また、塗布量が50g/m2を超えると塗布層の上層側
(アルミニウムから離れた側)でアルミニウム母材と反
応しないヘキサフルオロ珪酸カリウムが残るようにな
り、KAlF4 の生成が乏しくK3 AlF6 が過剰に生
成されるために酸化膜を除去するフラックスの融点が高
温化してろう付け性が悪化する。
【0020】なお、この塗布処理は素材の状態あるいは
成形した後、あるいは成形後接合する前に組み付けられ
た状態でも被覆する工程は問わず、いずれの工程でも構
わない。
【0021】前記アルミニウム合金のろう付け方法に用
いられ、上記ろう付けフラックスの作用とともに上記温
度で溶融する共晶アルミニウム合金ろうを形成させる役
割を合わせ持つ単一もしくは混合された化合物あるいは
その水和物である塗布物(フラックス組成物)の主成分
として、平均粒径が80μm 以下のヘキサフルオロ珪酸
カリウム(K2 SiF6 )あるいはその水和物粉末を重
量比で50%以上用い、さらに、Al、Si、Cu、Z
nの金属粉末の中から選ばれた少なくとも1種以上を含
有してなる混合物粉末を塗布物(フラックス組成物)と
して適用することができる。
【0022】上記混合物粉末を用いることにより接合部
材の特性の向上、他目的の特性を得る効果を有する。具
体例としては、金属としてAl、Si、Cu、Znある
いはそれらとアルミニウムの合金粉末を混合すること
で、主としてろう付する継ぎ手に形成するフィレットに
必要なろう材量を確保、調整でき、さらにZn、Cuあ
るいはそれらとアルミニウムの合金粉末は接合部材間の
電位差を調整して犠牲陽極効果を確保する、またCuは
主に接合部材の強度を向上する効果を有する。それら以
外でも、Geあるいはそれとアルミニウムの合金粉末は
主にアルミニウム母材との反応温度を低下してろう付温
度を調整する効果を有し、Sr、Bi等あるいはそれら
とアルミニウムの合金粉末は主としてろうの流動性を向
上してろう付性を助長する効果を有する。また、上記以
外に、KAlF4 、あるいは少なくとも元素比率が20
〜45%のKと10〜25%のAlと45〜70%のF
を含む通常の非腐食性ろう付けフラックス粉末を添加し
てもよい。
---
◆ 作業内容
1. ろう付けフラックスに関する本文によると、Cuは主にどのような効果を有しますか。
2. ろう付けフラックスに関する本文の最後の文に続けて、その続きを記述してください。
データの各行は、本文の内容とは関係がありません。

◆ 提供データ
---
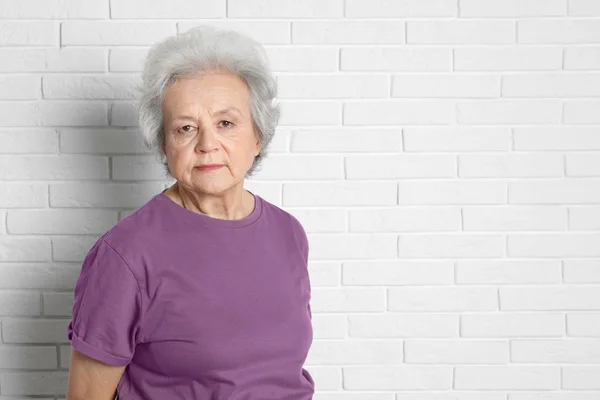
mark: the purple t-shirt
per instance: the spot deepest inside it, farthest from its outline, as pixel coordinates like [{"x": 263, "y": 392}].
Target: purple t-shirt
[{"x": 199, "y": 307}]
---
◆ 最終結果
1. 主に接合部材の強度を向上する効果を有します。

2.
【0023】それらの副次的に添加される金属、合金あ
るいは化合物の添加量はろう付性の確保、ろう付後の製
品における諸目的の効果を達成するためには多様であり
一義的に決定できないが、本発明の主旨たる良好なろう
付性を確保するためには、主成分であるK2 SiF6
量は総粉末量の50%以上であることが好ましい。また
同様に、それらの副次的に添加される金属,合金あるい
は化合物の粒径も、ろう付性の確保、ろう付後の製品に
おける諸目的の効果を達成するためには多様であり一義
的に決定できないが、一般的には微細なほど好ましい。
【0024】また、前記の塗布物またはフラックス組成
物の粉末と、揮発性の溶剤あるいは水とでスラリーとし
たろうとろう付けフラックスの作用を合わせ持つ塗料、
あるいは前記の塗布物またはフラックス組成物の粉末を
含み、さらに500℃以下の分解温度を有するろう付け
性を阻害しない有機樹脂を含み、さらに揮発性の有機溶
剤、水あるいはそれらの混合物からなるろうとろう付け
フラックスの作用を合わせ持つ塗料を用いることによ
り、塗布面の均一性、塗工方法の拡大および簡易性、密
着性等を向上させる効果を有する。水は不純物がろう付
性を阻害する恐れがあるため好ましくは純水を用いるこ
とが望ましい。
【0025】前記の塗布物またはフラックス組成物の粉
末を塗布する際に使用する際の有機樹脂、溶剤の種類は
多様であるが、用途、構成部材により必要とする塗膜
厚、均一性(表面粗面)等が異なり限定は困難であるた
め、目的にあったものを選定すればその種類は問わず使
用できる。但し、ろう付を阻害しないために、有機樹脂
はろうの溶融温度以下で完全に揮発する特性を持つこと
が必要であり、好ましくは500℃以下の温度で完全に
分解することが望ましい。加えて、塗料とした場合の樹
脂の比率が多すぎると使用量が多いためコストが増加す
るため、塗料中の樹脂の重量比率は好ましくは50%以
下である。
【0026】本発明においては、接合すべきアルミニウ
ム合金の表面に、前記の塗布物またはフラックス組成物
を、固形塗装物としてK2 SiF6 の重量換算で1〜5
0g/m2塗布したフラックス組成物被覆アルミニウム合
金を用いて、ろう付けを行うのが好ましい。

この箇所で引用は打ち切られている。